---------- INPUT FOR THIS TASK ----------
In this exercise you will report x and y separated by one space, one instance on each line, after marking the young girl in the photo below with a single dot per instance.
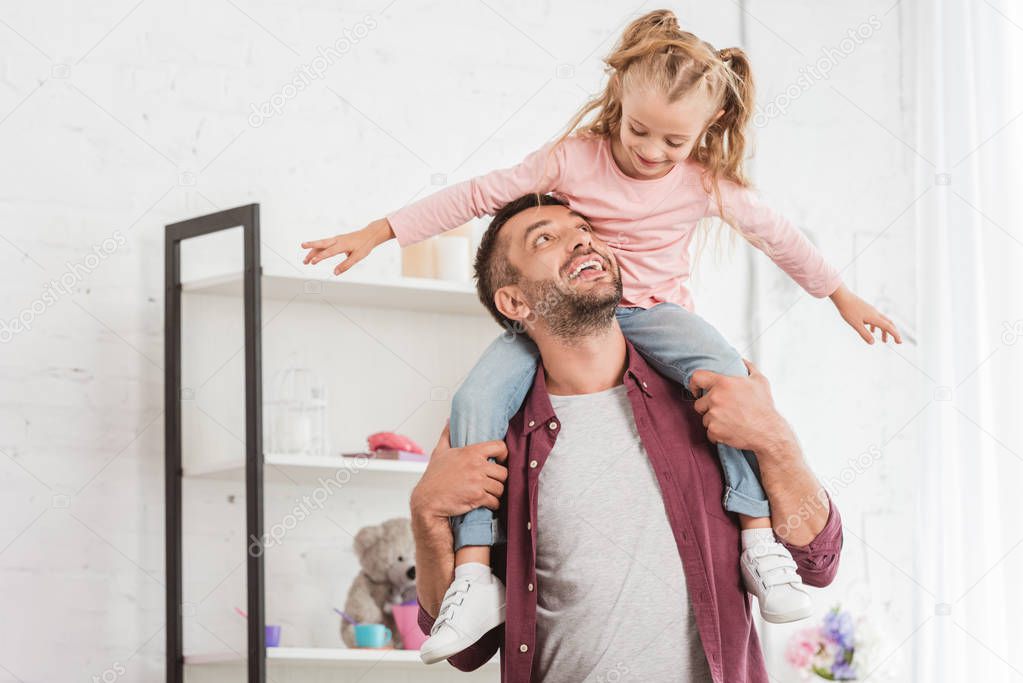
664 148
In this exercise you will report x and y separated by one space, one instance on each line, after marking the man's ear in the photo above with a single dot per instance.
512 304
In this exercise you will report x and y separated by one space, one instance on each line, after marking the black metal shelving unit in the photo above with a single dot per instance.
248 218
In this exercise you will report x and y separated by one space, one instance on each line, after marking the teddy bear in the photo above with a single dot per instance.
387 554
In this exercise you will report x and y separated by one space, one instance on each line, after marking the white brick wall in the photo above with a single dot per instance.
118 118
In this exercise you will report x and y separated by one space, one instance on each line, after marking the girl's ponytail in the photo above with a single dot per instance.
725 139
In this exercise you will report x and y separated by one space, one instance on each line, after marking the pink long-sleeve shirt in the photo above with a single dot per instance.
650 224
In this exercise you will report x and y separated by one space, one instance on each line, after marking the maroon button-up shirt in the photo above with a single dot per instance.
690 477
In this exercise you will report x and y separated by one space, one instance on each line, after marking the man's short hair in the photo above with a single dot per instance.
492 268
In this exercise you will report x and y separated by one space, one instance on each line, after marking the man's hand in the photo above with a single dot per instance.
456 481
459 480
740 411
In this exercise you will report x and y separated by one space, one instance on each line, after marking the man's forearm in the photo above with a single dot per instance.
434 559
798 502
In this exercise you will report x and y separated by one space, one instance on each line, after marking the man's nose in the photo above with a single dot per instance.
580 238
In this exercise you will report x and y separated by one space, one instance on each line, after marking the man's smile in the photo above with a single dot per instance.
586 267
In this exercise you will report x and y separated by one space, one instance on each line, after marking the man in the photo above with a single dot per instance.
----------
* **WHAT IS REQUIRED**: Exactly the lines from the one holding "the man's hand" through the end of the data are to be repeated, with both ends included.

* **FINISHED TASK**:
In this exercise you will report x and y separated by one space, one instance on each line, after marking the man's hand in the photo above with a single dot per instance.
456 481
459 480
740 411
In this exercise you will report x and y separated by one space, one instance on each line, after marking the man's forearm in the photo above with a single dot per instance.
434 559
798 502
In this exercise you will report x and y separated by one space, one instance on each line, after marking the man's nose in the photo above with a single dot per instance.
580 238
In this exercise you will report x and y separated by one space, one instance on each line, after marking the man's smile in the photo above with a single dot per instance.
586 267
In this exercise you will report x and y separated by one space, one instance on each line, after marking the man in the photo above with a single dot per instance.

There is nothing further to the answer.